All lines holding the string "pink" should be copied from the data below.

[Data excerpts Boundary: Start]

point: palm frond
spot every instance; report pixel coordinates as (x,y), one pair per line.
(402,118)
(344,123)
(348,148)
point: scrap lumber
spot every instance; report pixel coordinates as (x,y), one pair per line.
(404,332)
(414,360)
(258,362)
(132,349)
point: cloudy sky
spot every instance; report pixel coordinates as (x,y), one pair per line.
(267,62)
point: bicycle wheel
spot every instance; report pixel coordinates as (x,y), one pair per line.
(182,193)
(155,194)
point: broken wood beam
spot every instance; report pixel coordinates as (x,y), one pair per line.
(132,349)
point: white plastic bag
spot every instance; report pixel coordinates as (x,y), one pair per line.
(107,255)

[Data excerpts Boundary: End]
[Data excerpts Boundary: Start]

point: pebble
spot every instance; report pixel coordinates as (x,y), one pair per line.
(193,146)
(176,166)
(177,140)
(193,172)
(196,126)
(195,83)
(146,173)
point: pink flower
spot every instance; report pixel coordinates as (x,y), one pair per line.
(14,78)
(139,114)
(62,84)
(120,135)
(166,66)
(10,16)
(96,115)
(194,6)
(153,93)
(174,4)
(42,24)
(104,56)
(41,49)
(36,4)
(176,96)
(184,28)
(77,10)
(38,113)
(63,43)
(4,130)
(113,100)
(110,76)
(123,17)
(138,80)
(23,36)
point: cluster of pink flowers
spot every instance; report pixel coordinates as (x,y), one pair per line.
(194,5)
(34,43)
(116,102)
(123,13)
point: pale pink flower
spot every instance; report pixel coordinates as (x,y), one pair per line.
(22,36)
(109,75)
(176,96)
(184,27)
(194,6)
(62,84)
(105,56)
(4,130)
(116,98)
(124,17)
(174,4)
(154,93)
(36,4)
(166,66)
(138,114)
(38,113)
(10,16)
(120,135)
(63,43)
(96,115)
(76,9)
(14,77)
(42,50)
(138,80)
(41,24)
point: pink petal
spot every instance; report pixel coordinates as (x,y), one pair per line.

[Data excerpts Boundary: End]

- _Answer below_:
point: pink flower
point: cluster of pink flowers
point: pale pink flower
point: pink petal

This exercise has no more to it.